— Tasks and exercises —
• 1. In the post about coping with a harsh nursing clinical instructor, what did the person giving advice keep in a pocket?
• 2. Write the next few paragraphs of the forum exchange about coping with a harsh nursing clinical instructor, starting after its final sentence.

— Extract provided —
══════════════════════════════
She also embarasses people during post conference.

So, how do I deal with her? I was thinking of going to my doc to see if he would put me on Zyprexa or Ativan to take PRN, and I would take one before every one of her clinicals. I absolutely dread them.

Any other advice you can give will be greatly appreciated.

Hi first of all Merry Christmas to you and I hope that your time off will be really good and refreshing to you with all my heart hope that is how it will be for you.

Gosh do not know how to advise you but can say that is not the way it should be and feel awful for it to be like that for you. Clinicals is the best part of everything you do cause you get to experience nursing and see clients and see how they are treated for there conditions first hand. It was a lot of my clinical experience that often helped me to answer questions sometimes even for nclex cuase I would think back on what was done for certain clients it even helped me for my interview for my current position. They grilled me on CHF and different meds and on some of the ekg you may see and well I got to see all that in clinic and often did not have to rely on just academics to remember but go back in my mind and think hey I know exactly what they did for such and such and this is about how I would handle this. So I do not want you to miss out on that for you.

I managed the stress of clinic by thinking back on every critical thing our intructors said to us. I noted in my head all there criticism and try not to do any of the stuff that they scolded other people for. I try to think about all the stuff they wanted us to do and I try to make sure I did that.

For example on instructor was very particular about head to toe assessments so I reviewed head to toe assessments before going to clinic. Made sure I always had a penlight for neuro checks ......kept a little cheat sheet on what I needed to know or what she usually asked us about and reminded my self during the rotation. I kept things like a scissor in my pocket and tape. Instructors like to see that you have the tools you need to do what you have to do. So doing wound care make sure you have everything try to anticipate what type of client you may have and be prepared to bring to the room what you need to save trips instructors like to see you know what your doing and being prepared shows anticipation of what you may expect.
══════════════════════════════
— Data shown —

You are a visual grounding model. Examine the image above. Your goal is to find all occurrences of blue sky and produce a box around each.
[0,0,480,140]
══════════════════════════════
— Answers for this exercise —
• 1. Scissors and tape.

• 2.
For example borrow a chart make sure you always tell the unit clerk. The unit clerk should be your friend. I often found unit clerks nasty but I always ignored that aspect of them and would say good morning even if they did not say so back. I would never go far with a chart and would not take it with out letting her know first. So even though that unit clerk acted stupid towards you ignore it and treat her with a lot of sugar and let your kindness shine. In the long run that wins. Sugar beats vinegar every time.

I would go in and if I knew what patient I was going to have I would get labs and information on the patient before our class came. I kept a copy of your nursing plan so I made sure to get everything that was required of me. I learned about my clients condition so if the clinic instructor grilled me and I could tell her what my priorities where for my client. What was my plan and what changes where present what I should alert the doc about etc.Know your drugs know what labs you should being looking for. No what may be potencial problems. Know what is hanging IV wise and know about basically everything you should know about your patient and what you as a nurse can do for them while they are in your care. this is what the instructors want to see.

This usually kept me from being on the clinic instructor bad side cause I know students who they really bugged on a rotation. Again trying to listen for what your clinical instructor is looking for in her students and doing it as best you can is the best way to deal with them. Anticipating what they may ask and having answer so they will go away and not really pick on you. On the other had I usually try to look at criticism as a way of getting me to get better at a skill. it is just during rotation since we are so focused on passing that that type of attention from an instructor can be so annoying my heart goes out to you.

I really think extreme preparation is the best way to had clinical. Anticipate what is wanted from you and have it the information available when they do there rounds is the best approach. Imagine your not a student and that is really your patient and they are depending on you for there care I think that is the best you can do in that circumstance.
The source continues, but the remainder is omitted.